## Stated task
Locate each line of the data below that contains the string "house" and copy it out. Matches must have the same uppercase and lowercase letters.

## Entries from a set of point annotations
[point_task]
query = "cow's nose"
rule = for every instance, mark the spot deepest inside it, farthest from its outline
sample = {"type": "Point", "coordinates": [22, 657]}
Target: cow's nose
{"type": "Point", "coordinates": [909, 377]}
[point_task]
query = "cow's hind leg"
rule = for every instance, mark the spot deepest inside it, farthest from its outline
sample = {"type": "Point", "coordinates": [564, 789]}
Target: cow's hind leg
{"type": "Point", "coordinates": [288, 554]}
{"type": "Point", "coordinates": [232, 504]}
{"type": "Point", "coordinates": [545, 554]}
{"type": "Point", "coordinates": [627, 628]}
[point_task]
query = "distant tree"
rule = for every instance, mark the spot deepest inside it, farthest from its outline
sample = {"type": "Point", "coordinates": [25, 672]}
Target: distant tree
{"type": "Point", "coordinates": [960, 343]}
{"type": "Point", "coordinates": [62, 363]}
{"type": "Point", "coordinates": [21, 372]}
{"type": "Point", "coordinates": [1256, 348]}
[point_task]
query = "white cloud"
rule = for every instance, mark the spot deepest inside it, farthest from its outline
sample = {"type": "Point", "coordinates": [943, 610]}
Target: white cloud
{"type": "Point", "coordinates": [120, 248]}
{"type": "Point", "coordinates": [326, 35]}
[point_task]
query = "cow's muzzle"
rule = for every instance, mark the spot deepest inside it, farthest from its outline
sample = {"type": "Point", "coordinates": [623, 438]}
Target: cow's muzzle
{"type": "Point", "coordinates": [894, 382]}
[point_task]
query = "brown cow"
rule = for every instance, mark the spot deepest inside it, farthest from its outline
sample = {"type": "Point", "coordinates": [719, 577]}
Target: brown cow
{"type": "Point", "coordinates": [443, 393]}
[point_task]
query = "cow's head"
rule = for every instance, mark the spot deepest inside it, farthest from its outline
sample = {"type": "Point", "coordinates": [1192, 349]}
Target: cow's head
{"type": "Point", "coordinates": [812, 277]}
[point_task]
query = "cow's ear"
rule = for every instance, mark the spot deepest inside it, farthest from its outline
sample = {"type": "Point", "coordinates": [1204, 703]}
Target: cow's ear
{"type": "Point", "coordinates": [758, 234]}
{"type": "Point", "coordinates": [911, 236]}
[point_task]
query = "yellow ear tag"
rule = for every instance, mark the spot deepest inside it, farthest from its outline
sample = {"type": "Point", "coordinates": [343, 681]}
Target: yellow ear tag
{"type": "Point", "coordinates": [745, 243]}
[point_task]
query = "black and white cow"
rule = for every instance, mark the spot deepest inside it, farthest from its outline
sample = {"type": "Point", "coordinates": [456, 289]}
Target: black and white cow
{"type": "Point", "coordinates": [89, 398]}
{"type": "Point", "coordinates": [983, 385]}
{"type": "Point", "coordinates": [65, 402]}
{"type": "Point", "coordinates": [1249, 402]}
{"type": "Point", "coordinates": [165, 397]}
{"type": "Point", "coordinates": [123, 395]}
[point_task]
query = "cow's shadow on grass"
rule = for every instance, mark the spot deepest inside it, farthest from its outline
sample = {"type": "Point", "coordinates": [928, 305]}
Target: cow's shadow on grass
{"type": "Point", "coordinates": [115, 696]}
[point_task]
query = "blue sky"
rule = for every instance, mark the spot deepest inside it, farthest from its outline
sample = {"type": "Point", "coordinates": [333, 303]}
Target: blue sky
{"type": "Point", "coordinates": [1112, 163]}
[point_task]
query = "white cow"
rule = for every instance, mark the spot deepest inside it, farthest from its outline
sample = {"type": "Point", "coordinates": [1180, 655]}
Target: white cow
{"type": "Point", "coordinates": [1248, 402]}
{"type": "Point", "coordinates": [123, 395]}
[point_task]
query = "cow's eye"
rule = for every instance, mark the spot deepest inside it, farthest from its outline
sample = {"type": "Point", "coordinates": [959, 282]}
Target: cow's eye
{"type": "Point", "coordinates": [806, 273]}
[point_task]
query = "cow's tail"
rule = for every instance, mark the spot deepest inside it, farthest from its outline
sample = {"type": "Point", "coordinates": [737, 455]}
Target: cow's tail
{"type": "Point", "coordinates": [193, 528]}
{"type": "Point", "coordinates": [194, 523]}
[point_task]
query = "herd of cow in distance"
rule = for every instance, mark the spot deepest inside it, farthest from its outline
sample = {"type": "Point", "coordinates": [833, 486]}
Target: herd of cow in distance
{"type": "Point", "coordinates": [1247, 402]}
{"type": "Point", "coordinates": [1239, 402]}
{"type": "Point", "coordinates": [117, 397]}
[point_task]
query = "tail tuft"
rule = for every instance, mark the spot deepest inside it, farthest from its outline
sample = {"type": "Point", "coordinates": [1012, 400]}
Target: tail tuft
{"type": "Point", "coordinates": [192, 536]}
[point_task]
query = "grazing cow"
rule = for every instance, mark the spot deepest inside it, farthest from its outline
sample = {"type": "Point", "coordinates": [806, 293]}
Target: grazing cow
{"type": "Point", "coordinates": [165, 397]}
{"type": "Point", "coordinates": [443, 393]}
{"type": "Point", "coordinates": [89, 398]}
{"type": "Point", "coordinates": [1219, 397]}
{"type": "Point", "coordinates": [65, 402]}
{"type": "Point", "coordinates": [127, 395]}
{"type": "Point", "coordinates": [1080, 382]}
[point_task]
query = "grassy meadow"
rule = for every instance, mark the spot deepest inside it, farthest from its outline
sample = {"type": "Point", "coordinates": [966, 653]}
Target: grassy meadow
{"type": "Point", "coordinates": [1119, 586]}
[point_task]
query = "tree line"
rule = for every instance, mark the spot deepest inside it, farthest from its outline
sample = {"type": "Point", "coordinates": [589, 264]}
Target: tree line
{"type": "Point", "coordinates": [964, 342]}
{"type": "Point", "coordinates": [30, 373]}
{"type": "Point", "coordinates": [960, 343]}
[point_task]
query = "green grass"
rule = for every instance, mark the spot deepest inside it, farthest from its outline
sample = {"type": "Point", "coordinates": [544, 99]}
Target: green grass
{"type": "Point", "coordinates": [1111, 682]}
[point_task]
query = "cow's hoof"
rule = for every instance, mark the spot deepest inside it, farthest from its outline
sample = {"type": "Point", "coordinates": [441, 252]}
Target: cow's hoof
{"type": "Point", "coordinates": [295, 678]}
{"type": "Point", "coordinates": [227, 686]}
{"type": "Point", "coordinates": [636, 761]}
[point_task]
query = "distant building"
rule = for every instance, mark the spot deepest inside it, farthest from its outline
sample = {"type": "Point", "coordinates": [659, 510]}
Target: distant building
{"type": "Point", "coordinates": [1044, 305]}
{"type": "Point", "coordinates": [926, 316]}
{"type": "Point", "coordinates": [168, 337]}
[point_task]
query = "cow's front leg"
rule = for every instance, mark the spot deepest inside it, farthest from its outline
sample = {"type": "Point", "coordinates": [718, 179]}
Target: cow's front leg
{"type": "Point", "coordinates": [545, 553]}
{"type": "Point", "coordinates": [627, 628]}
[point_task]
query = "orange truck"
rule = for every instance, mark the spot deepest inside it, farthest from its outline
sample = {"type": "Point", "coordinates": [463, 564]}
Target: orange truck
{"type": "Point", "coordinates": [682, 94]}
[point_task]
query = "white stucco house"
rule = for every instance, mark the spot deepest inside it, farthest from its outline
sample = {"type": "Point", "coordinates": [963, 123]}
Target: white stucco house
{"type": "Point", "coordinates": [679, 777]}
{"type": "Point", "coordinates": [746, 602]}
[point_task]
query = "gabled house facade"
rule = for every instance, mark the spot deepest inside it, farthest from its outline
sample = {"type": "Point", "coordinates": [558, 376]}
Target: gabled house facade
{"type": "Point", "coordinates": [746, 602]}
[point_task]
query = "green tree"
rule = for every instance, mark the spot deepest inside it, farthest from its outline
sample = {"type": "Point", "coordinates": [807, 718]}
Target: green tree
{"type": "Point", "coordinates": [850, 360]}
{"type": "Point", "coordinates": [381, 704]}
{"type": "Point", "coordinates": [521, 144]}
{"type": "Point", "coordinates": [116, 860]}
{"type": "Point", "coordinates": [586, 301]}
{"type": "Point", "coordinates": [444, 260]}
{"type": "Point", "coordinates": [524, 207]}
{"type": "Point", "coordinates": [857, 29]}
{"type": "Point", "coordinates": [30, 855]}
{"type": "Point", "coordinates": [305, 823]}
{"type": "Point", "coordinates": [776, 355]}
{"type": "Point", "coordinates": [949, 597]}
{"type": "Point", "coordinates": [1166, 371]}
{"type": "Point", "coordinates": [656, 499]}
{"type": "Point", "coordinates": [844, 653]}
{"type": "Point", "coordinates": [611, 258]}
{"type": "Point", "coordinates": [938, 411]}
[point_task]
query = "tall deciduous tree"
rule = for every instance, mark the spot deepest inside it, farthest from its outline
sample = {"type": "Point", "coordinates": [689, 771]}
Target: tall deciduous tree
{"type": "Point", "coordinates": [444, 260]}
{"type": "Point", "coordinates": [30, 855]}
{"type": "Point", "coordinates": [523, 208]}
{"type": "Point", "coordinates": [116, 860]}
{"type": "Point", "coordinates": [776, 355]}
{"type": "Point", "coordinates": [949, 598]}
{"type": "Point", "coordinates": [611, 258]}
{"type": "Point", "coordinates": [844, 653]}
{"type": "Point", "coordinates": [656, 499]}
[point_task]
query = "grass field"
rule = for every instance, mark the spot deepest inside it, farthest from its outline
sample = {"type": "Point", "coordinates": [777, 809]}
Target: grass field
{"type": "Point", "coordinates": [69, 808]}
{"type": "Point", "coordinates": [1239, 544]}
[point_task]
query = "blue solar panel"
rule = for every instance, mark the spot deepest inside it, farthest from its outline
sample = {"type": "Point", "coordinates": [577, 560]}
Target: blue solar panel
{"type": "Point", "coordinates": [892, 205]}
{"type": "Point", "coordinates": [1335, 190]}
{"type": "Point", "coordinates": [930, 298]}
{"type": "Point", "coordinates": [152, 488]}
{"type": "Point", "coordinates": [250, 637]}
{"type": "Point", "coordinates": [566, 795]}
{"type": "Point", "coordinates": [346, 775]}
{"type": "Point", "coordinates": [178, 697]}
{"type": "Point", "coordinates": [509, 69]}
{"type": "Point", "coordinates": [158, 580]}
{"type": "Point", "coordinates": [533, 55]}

## Solution
query = "white stucco house"
Target: white stucco house
query = "gabled house facade"
Target: gabled house facade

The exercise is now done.